● Requirement: Beginning with the line that contains "like [232, 141].", extract each line through the end of the listing below, with no additions or omissions.

● Input for this task:
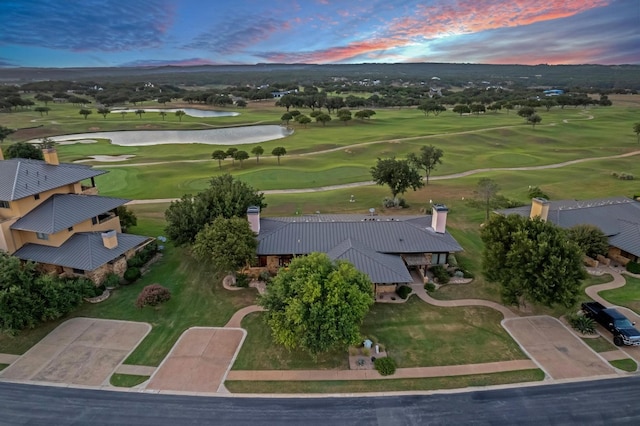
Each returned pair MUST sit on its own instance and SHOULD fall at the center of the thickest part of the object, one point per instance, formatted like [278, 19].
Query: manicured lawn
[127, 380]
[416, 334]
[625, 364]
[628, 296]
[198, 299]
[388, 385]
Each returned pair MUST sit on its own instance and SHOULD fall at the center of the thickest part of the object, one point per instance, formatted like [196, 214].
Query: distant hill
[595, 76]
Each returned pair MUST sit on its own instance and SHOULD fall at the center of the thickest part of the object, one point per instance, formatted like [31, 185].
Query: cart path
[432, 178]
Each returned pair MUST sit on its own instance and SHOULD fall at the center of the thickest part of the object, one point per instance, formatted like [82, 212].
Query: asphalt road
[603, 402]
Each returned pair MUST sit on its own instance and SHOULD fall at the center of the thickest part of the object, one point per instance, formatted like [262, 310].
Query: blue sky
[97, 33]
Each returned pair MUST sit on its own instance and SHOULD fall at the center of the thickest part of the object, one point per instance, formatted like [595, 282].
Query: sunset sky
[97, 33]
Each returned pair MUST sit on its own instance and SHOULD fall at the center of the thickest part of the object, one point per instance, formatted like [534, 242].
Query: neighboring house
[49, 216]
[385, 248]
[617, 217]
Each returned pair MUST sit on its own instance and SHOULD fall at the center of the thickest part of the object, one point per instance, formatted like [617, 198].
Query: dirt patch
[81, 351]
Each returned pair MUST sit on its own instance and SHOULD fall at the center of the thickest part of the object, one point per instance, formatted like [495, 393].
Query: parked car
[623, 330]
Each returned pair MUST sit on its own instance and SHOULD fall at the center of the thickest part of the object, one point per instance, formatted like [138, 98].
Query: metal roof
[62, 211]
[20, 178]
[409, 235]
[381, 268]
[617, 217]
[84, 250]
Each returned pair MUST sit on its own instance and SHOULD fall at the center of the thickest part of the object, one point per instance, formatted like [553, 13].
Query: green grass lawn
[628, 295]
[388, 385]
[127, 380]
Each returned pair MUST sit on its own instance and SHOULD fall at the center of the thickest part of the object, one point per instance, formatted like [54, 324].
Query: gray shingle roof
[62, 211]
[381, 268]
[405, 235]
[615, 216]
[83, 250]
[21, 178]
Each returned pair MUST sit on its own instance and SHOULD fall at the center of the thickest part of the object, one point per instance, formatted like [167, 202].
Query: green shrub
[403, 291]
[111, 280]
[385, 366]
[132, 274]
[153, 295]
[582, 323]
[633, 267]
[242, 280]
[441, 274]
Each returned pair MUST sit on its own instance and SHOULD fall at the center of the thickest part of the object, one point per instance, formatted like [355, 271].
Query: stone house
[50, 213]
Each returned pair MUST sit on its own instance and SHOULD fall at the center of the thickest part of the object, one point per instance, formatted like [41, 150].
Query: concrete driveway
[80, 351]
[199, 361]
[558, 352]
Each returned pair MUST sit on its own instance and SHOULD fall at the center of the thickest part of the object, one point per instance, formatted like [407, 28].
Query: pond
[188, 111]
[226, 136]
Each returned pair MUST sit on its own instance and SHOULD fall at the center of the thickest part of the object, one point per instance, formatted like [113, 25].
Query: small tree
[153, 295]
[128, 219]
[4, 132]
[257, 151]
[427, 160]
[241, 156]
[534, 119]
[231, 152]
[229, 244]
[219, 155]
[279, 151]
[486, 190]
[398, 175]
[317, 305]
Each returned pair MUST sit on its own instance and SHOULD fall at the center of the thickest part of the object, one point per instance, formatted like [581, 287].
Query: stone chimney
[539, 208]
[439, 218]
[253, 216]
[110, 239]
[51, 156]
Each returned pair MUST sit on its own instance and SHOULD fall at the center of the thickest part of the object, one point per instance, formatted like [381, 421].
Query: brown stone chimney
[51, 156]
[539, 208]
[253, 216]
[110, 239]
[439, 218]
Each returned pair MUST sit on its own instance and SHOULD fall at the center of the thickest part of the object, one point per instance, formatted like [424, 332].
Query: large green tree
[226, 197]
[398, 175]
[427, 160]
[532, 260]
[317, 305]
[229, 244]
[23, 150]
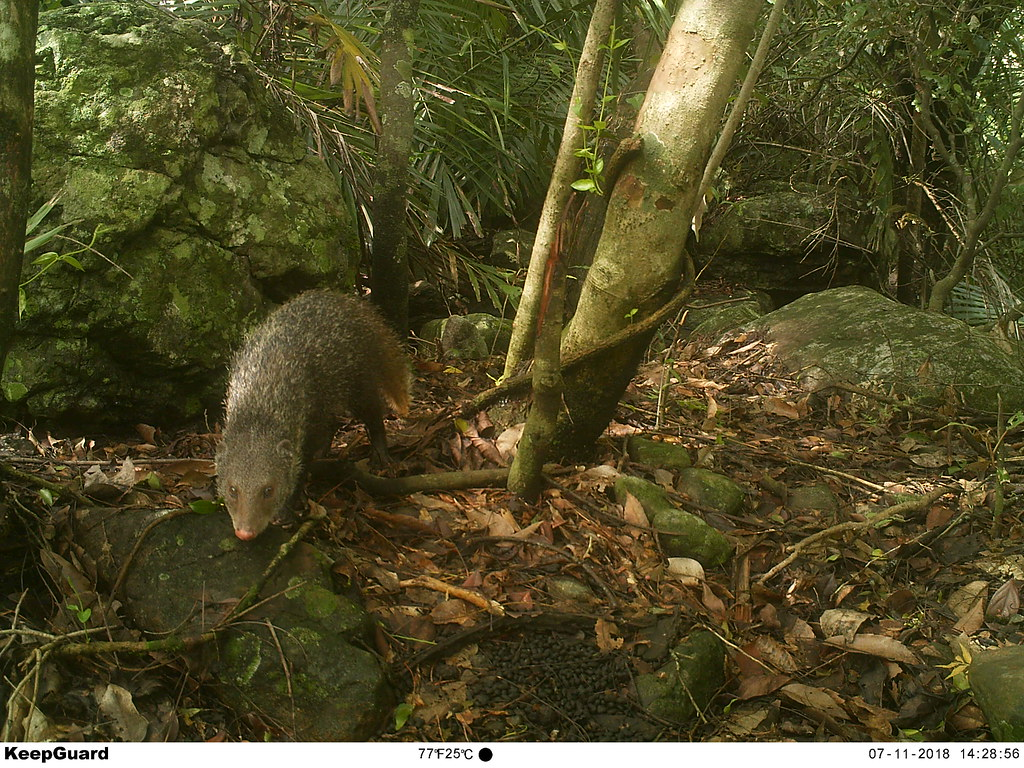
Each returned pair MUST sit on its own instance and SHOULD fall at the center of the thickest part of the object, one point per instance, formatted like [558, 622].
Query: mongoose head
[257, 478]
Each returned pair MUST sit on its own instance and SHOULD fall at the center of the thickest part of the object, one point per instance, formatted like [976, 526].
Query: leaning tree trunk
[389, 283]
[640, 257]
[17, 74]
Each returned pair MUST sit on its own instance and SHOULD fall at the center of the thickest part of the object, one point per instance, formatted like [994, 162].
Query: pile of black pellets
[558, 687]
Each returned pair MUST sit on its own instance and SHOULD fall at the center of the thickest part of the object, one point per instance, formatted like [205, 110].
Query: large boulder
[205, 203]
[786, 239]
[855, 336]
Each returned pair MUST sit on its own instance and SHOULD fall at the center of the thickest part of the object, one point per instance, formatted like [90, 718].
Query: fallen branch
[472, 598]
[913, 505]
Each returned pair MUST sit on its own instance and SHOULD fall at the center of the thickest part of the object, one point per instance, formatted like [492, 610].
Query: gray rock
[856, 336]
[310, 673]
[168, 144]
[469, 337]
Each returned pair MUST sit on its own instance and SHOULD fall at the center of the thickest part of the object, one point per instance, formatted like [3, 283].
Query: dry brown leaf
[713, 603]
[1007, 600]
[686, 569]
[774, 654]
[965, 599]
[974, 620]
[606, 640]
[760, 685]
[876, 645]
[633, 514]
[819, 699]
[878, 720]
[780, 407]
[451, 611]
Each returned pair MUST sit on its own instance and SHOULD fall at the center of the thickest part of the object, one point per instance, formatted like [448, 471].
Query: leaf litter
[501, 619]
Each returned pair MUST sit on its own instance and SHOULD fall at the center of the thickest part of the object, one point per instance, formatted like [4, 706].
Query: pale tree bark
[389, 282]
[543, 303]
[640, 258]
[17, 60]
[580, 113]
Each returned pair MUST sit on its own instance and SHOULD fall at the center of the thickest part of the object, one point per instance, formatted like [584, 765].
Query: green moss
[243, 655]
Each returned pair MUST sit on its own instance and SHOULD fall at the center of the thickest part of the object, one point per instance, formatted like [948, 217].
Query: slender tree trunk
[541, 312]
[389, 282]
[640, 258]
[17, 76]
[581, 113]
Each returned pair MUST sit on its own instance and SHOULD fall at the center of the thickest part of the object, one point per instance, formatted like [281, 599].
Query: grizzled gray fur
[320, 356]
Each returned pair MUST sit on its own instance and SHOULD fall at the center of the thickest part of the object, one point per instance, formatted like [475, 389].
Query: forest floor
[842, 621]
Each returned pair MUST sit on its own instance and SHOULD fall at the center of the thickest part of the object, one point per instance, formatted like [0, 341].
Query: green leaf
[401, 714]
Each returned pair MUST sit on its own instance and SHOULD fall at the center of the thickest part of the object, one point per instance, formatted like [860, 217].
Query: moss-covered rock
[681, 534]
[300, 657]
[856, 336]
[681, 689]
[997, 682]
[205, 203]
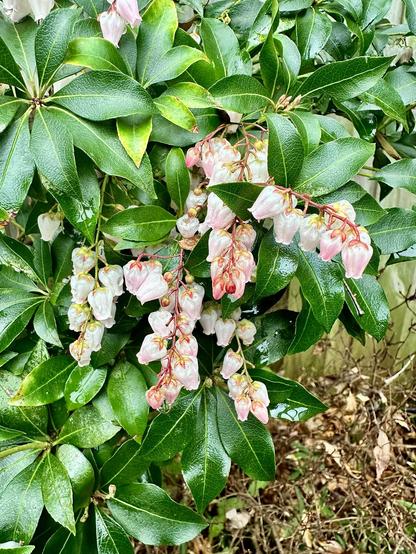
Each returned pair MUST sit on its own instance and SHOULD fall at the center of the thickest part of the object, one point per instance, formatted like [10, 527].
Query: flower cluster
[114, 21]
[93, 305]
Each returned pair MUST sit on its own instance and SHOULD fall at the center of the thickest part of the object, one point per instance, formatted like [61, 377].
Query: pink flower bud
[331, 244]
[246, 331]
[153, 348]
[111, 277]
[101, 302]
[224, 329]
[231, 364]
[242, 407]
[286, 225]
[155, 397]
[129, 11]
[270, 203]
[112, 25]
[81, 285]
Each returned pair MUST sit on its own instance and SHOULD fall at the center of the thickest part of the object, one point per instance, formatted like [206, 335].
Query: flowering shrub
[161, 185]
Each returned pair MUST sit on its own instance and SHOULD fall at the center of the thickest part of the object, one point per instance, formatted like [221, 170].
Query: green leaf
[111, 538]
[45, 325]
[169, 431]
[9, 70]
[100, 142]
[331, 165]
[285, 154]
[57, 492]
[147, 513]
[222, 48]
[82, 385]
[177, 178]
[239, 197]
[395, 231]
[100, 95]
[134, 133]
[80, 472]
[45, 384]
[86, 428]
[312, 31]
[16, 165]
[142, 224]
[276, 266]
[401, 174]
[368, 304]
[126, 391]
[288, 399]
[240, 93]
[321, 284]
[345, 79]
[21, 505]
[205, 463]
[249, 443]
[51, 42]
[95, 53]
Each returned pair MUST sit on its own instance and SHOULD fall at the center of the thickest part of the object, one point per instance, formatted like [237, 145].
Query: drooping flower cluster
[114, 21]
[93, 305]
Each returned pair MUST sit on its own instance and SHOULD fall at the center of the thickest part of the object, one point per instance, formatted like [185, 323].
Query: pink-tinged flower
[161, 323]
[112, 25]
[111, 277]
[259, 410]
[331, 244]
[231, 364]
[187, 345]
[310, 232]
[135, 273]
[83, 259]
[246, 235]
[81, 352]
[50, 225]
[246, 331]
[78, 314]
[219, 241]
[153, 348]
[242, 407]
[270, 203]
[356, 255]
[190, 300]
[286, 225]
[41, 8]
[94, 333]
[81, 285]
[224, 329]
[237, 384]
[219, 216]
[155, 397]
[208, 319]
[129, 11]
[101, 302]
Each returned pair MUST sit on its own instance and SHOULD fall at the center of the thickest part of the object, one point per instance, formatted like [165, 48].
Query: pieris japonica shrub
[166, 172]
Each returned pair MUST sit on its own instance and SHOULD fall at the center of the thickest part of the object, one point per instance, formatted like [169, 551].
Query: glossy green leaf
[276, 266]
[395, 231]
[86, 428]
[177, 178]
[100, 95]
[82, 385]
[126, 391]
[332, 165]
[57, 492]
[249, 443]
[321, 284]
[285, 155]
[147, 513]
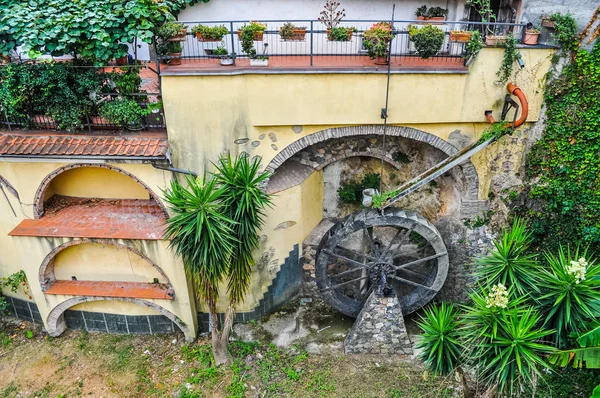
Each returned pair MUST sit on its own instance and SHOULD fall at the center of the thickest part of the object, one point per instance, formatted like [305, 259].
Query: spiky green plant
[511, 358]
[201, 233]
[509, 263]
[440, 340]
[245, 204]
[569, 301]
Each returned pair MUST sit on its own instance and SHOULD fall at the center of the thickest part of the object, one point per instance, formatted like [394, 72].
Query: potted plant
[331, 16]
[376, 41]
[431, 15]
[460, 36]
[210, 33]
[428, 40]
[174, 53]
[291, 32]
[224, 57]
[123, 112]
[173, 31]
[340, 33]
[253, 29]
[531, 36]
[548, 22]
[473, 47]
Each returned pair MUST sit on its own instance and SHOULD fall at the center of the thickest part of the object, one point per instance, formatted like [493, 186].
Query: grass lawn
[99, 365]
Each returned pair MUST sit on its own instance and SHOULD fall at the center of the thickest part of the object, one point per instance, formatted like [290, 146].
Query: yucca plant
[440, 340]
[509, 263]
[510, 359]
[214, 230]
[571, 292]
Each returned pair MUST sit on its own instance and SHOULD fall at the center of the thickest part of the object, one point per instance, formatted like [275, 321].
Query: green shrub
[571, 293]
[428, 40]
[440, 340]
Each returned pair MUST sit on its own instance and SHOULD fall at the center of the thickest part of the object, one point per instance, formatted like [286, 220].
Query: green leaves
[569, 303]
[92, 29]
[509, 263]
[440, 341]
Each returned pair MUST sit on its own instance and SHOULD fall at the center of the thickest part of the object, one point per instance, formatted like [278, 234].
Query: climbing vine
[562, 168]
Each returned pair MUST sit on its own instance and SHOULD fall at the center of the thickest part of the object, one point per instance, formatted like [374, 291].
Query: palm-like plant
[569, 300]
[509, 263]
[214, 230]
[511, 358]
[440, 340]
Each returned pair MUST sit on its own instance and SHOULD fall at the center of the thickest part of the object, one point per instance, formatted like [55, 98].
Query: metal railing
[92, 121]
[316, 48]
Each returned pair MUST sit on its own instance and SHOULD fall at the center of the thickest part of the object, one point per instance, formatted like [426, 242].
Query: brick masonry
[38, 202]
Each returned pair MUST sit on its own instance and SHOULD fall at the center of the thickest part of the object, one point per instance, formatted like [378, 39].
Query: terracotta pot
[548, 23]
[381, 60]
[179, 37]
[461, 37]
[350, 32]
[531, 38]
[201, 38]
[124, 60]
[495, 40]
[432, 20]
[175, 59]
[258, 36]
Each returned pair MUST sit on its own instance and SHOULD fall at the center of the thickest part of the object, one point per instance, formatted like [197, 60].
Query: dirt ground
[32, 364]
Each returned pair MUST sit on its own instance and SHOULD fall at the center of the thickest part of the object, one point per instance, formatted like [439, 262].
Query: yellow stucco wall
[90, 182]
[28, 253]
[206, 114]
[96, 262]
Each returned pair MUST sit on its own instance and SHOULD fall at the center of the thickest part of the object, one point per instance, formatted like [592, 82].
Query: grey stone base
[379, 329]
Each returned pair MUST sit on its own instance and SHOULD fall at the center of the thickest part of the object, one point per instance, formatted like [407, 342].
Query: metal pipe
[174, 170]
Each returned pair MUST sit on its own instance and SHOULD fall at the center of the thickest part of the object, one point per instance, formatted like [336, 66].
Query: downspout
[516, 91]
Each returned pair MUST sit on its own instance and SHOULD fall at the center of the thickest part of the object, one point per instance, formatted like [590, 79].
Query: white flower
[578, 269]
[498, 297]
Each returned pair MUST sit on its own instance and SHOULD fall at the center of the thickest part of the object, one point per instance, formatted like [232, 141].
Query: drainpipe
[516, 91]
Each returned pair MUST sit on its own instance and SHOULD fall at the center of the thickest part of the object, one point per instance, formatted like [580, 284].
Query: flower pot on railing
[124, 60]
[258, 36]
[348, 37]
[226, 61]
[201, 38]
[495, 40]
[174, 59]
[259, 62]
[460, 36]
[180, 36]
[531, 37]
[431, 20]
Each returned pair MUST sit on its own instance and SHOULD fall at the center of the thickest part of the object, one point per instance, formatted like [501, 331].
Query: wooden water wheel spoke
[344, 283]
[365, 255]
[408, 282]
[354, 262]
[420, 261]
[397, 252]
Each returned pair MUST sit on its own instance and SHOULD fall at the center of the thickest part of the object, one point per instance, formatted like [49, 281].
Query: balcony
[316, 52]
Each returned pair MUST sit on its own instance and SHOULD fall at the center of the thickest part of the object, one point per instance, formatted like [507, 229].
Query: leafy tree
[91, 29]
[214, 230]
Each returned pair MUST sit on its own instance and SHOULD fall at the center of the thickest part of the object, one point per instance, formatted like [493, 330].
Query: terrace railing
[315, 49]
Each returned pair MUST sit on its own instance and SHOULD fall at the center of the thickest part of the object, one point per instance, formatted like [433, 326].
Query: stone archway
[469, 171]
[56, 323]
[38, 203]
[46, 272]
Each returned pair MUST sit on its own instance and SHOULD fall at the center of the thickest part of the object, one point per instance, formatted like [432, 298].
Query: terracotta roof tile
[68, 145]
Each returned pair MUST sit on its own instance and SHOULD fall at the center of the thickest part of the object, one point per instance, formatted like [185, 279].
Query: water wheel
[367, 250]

● The reply:
Each returned pair MUST sit on its own instance and SHOULD fall at the center of the thickest part of the object, one point per instance, formatted like [232, 141].
Query: drainpipe
[516, 91]
Each returned pair MUST sit on its own instance and SHOULD fall at the center of the thickest part of the object, one point per instance, formatted like [580, 284].
Query: flower pot on railing
[124, 60]
[258, 36]
[348, 37]
[226, 61]
[201, 38]
[495, 40]
[174, 59]
[259, 62]
[460, 36]
[180, 36]
[531, 37]
[431, 20]
Each returned pair MUST sit on its own instance and SHOULD fall at the center of the thickest part of the object, one point per instance, formatted like [501, 331].
Query: wooden water wheel spoke
[344, 283]
[365, 255]
[408, 282]
[354, 262]
[420, 261]
[397, 252]
Each returned pair MUST sit on its own instance and SHOULD fall at the center of the thickest part of the object, one point per instance, formatted like [49, 281].
Query: balcony
[316, 52]
Each returned pair MUST sit on its own instance and SHOULD fall at the center of the thickest part of the object, one point per instance, formatted like [507, 229].
Query: leafy tree
[91, 29]
[214, 230]
Each returned pair MUST sit on its own instance and SHOULD fall at the center of the thickest part of the object, one point per instance, formatted like [493, 330].
Query: terrace railing
[315, 49]
Each returned pair MUST sit on its own instance and SHOULD fall at the center of the thickest part of the object, one point per instance, formatted like [433, 326].
Query: stone archway
[469, 171]
[56, 323]
[38, 203]
[46, 272]
Each returned pair MUST sit on its own instance and SHOULD fall at the center of the thickest part of the object, one point per instance, formatted like [432, 298].
Query: terracotta roof tile
[68, 145]
Each returned pair MUST sit on its own instance and SHOULD fall at the center of the thickest part of the object, one point per instance, formatted like [185, 279].
Query: water wheel
[367, 250]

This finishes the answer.